'''
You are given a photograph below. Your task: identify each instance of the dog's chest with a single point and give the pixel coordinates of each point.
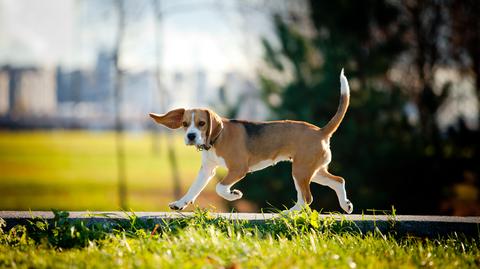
(266, 163)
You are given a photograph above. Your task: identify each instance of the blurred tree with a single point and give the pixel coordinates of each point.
(385, 159)
(118, 96)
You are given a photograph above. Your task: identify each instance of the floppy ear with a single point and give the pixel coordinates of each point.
(215, 126)
(172, 119)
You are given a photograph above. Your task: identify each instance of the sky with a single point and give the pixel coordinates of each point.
(204, 34)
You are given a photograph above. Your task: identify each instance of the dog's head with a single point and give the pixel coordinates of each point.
(202, 126)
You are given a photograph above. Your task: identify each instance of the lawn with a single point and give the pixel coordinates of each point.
(297, 241)
(76, 170)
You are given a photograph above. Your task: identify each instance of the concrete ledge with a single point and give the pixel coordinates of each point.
(429, 226)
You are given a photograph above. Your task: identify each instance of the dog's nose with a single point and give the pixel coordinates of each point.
(191, 136)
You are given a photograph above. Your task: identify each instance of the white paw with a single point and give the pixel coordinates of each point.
(179, 205)
(232, 195)
(348, 207)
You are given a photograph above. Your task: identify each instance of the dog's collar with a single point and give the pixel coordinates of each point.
(212, 142)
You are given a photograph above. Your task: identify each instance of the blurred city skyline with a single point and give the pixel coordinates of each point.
(205, 34)
(57, 59)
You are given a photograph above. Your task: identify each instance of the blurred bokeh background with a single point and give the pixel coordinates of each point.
(78, 77)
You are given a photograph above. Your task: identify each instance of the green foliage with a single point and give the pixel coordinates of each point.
(384, 159)
(294, 240)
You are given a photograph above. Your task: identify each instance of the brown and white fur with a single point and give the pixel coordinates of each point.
(243, 147)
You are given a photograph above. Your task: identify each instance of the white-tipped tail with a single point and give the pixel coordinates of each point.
(344, 88)
(333, 124)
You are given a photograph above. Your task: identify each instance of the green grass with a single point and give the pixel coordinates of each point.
(76, 170)
(296, 241)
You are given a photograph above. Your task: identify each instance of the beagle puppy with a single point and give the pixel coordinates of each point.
(244, 146)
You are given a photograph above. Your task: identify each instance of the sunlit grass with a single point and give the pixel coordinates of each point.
(77, 170)
(201, 241)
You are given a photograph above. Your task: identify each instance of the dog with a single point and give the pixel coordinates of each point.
(244, 146)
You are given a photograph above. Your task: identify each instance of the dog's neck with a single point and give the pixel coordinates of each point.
(212, 142)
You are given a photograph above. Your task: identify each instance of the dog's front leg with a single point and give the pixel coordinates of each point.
(207, 171)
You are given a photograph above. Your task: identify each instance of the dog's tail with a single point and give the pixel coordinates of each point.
(333, 124)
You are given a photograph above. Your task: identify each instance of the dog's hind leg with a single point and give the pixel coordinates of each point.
(337, 184)
(223, 187)
(301, 177)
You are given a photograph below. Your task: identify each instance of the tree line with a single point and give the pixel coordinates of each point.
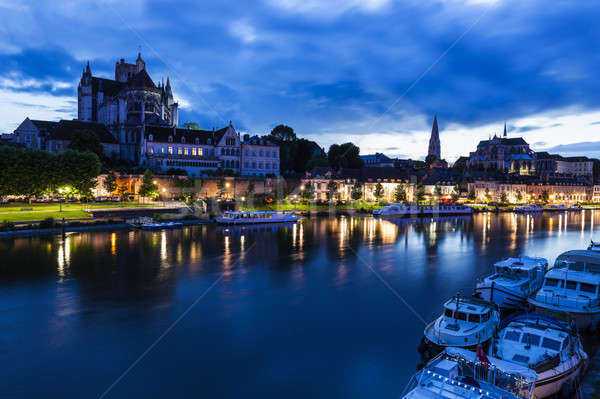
(32, 172)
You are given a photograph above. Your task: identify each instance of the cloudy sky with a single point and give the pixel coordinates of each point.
(373, 71)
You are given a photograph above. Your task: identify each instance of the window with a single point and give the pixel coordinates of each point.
(590, 288)
(571, 285)
(531, 339)
(553, 344)
(512, 335)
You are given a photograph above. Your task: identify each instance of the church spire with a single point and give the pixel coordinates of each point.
(434, 141)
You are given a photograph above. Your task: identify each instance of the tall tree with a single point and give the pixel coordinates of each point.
(86, 141)
(378, 191)
(344, 156)
(148, 189)
(356, 192)
(110, 182)
(400, 193)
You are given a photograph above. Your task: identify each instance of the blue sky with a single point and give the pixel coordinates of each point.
(373, 71)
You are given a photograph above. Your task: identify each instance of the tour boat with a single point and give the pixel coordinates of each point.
(160, 225)
(555, 208)
(251, 217)
(417, 210)
(572, 287)
(397, 210)
(547, 346)
(466, 322)
(459, 373)
(513, 280)
(594, 246)
(529, 208)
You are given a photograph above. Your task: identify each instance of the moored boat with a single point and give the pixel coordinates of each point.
(465, 323)
(529, 208)
(572, 287)
(513, 280)
(251, 217)
(549, 347)
(459, 373)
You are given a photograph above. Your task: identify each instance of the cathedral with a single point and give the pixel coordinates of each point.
(126, 104)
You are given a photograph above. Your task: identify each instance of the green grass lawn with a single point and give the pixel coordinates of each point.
(19, 212)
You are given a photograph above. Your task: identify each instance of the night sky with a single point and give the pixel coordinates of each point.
(374, 72)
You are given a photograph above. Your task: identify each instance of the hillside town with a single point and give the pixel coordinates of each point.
(134, 124)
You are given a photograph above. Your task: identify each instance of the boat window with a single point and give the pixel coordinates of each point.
'''
Task directions:
Once the pictures are set aside, retype the rest of the listing exactly.

Result of the exercise:
You are given a photograph below. Your task: identify each instance of the dog's chest with a single point and give the pixel coordinates of each point.
(266, 163)
You are given a photograph above. Your task: identify each instance of the blurred tree with a single point and give the pixel coordinates of each point.
(385, 159)
(118, 96)
You are given a photograph above. Your task: identify each instance of the floppy ear with a single point and give the pixel coordinates of each point.
(215, 126)
(172, 119)
You are given a photograph above. Your task: identify each instance of the sky with a single point and give the pixel coordinates of each point.
(204, 34)
You are given a photograph above. Your task: identify each instance of the dog's head with a single point and give the pixel coordinates of each point.
(202, 126)
You are given a photograph above. Your task: identify each instance of the lawn with a single point and give the pixel coordinates of each point.
(297, 241)
(76, 170)
You are given a photograph above. Your task: identify each instance of the concrete ledge with a single point and give the pixel coordinates of each point.
(429, 226)
You are given a photograph above. Your task: identify each instance of the dog's nose with a single point and give the pixel coordinates of each point.
(191, 136)
You are given a photograph above. Your task: identify each instance of the white paw with a single point and give the pixel coordinates of each point.
(179, 205)
(232, 195)
(348, 207)
You are given a photograph above. Your task: identify each instance of the dog's collar with a single point and give the pixel coordinates of each point.
(212, 142)
You are given a photograph above. Your task: identify each instance of the blurred city skyline with a single point and give the pixel coordinates of each point.
(205, 34)
(57, 59)
You are given a photograph above. Your task: identify each instance of the blurred bokeh background with a single point and give the pixel coordinates of each point.
(78, 77)
You are given a photograph above. Your task: identify each instance of the green foliage with a single point and give the pixel coordinates of each point.
(384, 159)
(294, 240)
You are given a photograph above. Your task: identify each instance of the brown and white fur with a single point and give the pixel coordinates of each point.
(243, 147)
You are given a photograph above. Your task: identify each instance of the white-tipped tail with a single point and give the pixel coordinates of each point.
(344, 88)
(333, 124)
You are given a photograph above. Your task: identify each instance of the green grass with a single point and give the pixel coordinates of each point.
(76, 170)
(296, 241)
You are given a photograph above. Your task: identify each instance of the beagle puppy with a single point and give the pixel coordinates of each point.
(244, 146)
You are given a photograph above. Your task: identify each instance of the sunlit grass with a single point and give the pixel coordinates of each point.
(77, 170)
(201, 241)
You are given a photograph above. Your task: identify each instance of the dog with a single point and give the pixel coordinates of each point.
(244, 146)
You are given a photograph above. Your task: identify each instance of the dog's neck with a single point and give the pixel coordinates of each point.
(212, 142)
You are given a photograph above. Your task: identify each instance of the dog's front leg with a single point and give the pixel coordinates of each point.
(207, 171)
You are given a photograph above. Your task: identify each instance of the dog's tail with a single point and give the pixel coordinates of each point.
(333, 124)
You are given a photograph above. Your task: identify each instance of the dog's hind leg with a single point and give the pixel coordinates of each point.
(337, 184)
(223, 187)
(301, 177)
You are given a photograph below. Your task: identify each instance of the tree line with a single point and give the pixel coordinates of each point.
(32, 172)
You are given a photograph above. Your task: identify each instance of the cloudy sky with a single point and give the pixel coordinates of each point.
(373, 71)
You are given a photograph above. Your task: identify each instance of the window with a single point and give the pixel coordinates of each point.
(590, 288)
(571, 285)
(531, 339)
(553, 344)
(512, 335)
You are given a photograph above. Your task: identify each instance of the church spire with a single point and give the pixel coordinates of each point.
(434, 141)
You are given a photograph above. Your task: identify each instance of the tall tree with a single point and give the pixel coordinates of each point.
(86, 141)
(378, 191)
(344, 156)
(148, 189)
(356, 192)
(110, 182)
(400, 193)
You are given a photograph above. Your task: identify each instance of the blue sky with a single point and give the pixel coordinates of each point.
(373, 71)
You are given a photograph above. Your task: identify each instance of the tour boat with a single point and give the pixel coordinates of each point.
(160, 225)
(555, 208)
(251, 217)
(417, 210)
(572, 287)
(397, 210)
(547, 346)
(466, 322)
(459, 373)
(513, 280)
(594, 246)
(529, 208)
You are given a photograph above. Your task: identify each instance of the moored boat with a single point and give the pixel coordinates of each point.
(465, 323)
(529, 208)
(572, 287)
(513, 280)
(251, 217)
(549, 347)
(459, 373)
You are given a photograph above. Your task: identify each instance of the cathedral with a single point and give the pixel coordinates of each point.
(126, 104)
You are given a photograph above. Your task: identify each instance of the green grass lawn with a single point and give the pixel coordinates of each point.
(19, 212)
You are given a photograph above. Your task: identify each instance of the night sky with a single point and give the pixel coordinates of each point.
(374, 72)
You are given a photograph above. Your task: identify each instance of the hillside town with a single point and give the pixel coordinates of each point.
(134, 124)
You are given a photograph above. Your task: identify each instance of the boat window with a single point and give the pixel coordinates of each point.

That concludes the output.